Problem to work on => Render every line of the records below as a Markdown table with two columns, Row and Line, numbering each row and skipping blank lines. Leave the pictures out of the table.
** Start **
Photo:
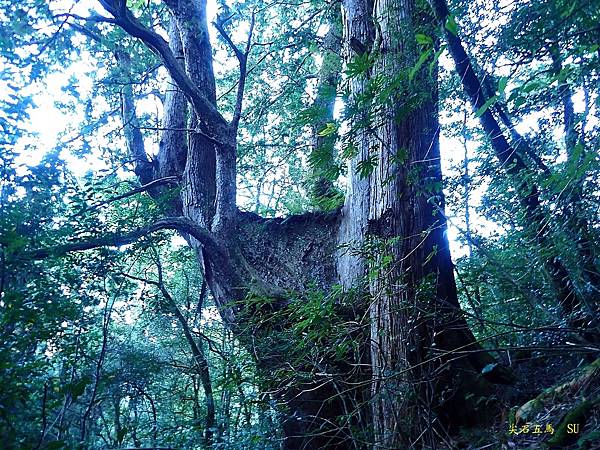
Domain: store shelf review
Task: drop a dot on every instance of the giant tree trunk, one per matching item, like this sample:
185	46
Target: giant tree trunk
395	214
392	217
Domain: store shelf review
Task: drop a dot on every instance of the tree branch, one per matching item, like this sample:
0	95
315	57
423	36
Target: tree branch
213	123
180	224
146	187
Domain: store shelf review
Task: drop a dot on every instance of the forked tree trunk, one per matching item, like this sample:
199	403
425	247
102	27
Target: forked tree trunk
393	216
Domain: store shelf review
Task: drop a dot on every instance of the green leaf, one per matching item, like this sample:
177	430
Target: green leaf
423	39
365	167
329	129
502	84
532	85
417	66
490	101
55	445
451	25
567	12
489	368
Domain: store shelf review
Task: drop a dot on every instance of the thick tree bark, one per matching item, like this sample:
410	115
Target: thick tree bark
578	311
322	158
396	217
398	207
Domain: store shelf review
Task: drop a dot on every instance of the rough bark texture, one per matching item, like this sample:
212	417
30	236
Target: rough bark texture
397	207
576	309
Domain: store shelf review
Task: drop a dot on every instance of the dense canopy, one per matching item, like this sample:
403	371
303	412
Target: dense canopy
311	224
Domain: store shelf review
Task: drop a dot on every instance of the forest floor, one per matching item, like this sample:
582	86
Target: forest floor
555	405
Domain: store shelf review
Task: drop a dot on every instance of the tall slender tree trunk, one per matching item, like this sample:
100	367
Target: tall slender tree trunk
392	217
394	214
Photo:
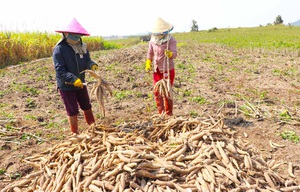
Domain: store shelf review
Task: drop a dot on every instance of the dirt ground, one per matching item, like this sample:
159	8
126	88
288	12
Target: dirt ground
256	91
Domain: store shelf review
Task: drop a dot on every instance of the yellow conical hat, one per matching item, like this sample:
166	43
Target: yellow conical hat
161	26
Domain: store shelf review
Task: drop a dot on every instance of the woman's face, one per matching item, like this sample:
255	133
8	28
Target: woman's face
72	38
** End **
Answer =>
| Row | Line |
|---|---|
| 1 | Photo: |
| 2 | Domain: store shelf review |
| 3 | Task: drop a dot on every instance of the giant tree trunk, one per matching item, like this sample: |
| 4 | 185	46 |
| 5 | Target: giant tree trunk |
| 6 | 395	214 |
| 7 | 392	217 |
| 8 | Domain: store shelf review |
| 9 | Task: drop a dot on every instance of the tree branch, one per matching item, like this sample: |
| 10 | 0	95 |
| 11 | 315	57 |
| 12 | 423	36 |
| 13 | Target: tree branch |
| 14 | 213	123 |
| 15 | 180	224 |
| 16 | 146	187 |
| 17 | Domain: store shelf review |
| 18 | Task: drop a dot on every instance of the forked tree trunk, one per matching item, like this sample: |
| 19 | 199	403 |
| 20 | 425	247 |
| 21 | 102	27 |
| 22 | Target: forked tree trunk |
| 23 | 393	216 |
| 24 | Domain: store shelf review |
| 25 | Task: drop a dot on every instance of the green leaf, one per matching item, like this sample: |
| 26 | 177	430 |
| 27 | Target: green leaf |
| 28 | 423	39 |
| 29 | 365	167 |
| 30 | 329	129 |
| 31 | 502	84 |
| 32 | 532	85 |
| 33 | 417	66 |
| 34 | 490	101 |
| 35 | 55	445 |
| 36 | 451	25 |
| 37 | 567	12 |
| 38 | 489	368 |
| 39 | Domain: store shelf review |
| 40 | Task: drop a dot on every instance of the thick tree bark, one per matching item, like this sample: |
| 41 | 410	115 |
| 42 | Target: thick tree bark |
| 43 | 578	311 |
| 44 | 322	158 |
| 45 | 396	217 |
| 46 | 398	207 |
| 47 | Domain: store shelf review |
| 48 | Task: drop a dot on every instance of the rough bark texture, one per matching item, like this sample: |
| 49 | 212	417 |
| 50 | 30	236 |
| 51 | Target: rough bark texture |
| 52 | 397	207 |
| 53 | 576	309 |
| 54 | Domain: store shelf review |
| 55 | Task: drop a dot on every instance of the dense canopy, one per matching item, like this sample: |
| 56 | 403	371 |
| 57 | 303	412 |
| 58 | Target: dense canopy |
| 59 | 311	224 |
| 60 | Domain: store shelf review |
| 61 | Task: drop a dot on every instance of the forest floor, one per matching item, like this sample: |
| 62 | 582	86 |
| 63 | Target: forest floor |
| 64 | 555	405 |
| 65 | Domain: store shelf review |
| 66 | Task: drop a dot on every instance of the tall slender tree trunk, one per matching item, like this sample: |
| 67 | 100	367 |
| 68 | Target: tall slender tree trunk |
| 69 | 392	217 |
| 70 | 394	214 |
| 71 | Photo: |
| 72 | Domain: store shelf review |
| 73 | Task: drop a dot on every instance of the dirt ground, one per matching item, like this sample: |
| 74 | 159	8 |
| 75 | 126	88 |
| 76 | 288	12 |
| 77 | Target: dirt ground |
| 78 | 256	91 |
| 79 | Domain: store shelf review |
| 80 | Task: drop a dot on every instance of the yellow conical hat, one per matching item, like this sample: |
| 81 | 166	43 |
| 82 | Target: yellow conical hat |
| 83 | 161	26 |
| 84 | Domain: store shelf review |
| 85 | Task: drop a dot on every instance of the woman's face, one per matching item, like this sample: |
| 86 | 255	133 |
| 87 | 8	28 |
| 88 | Target: woman's face |
| 89 | 72	38 |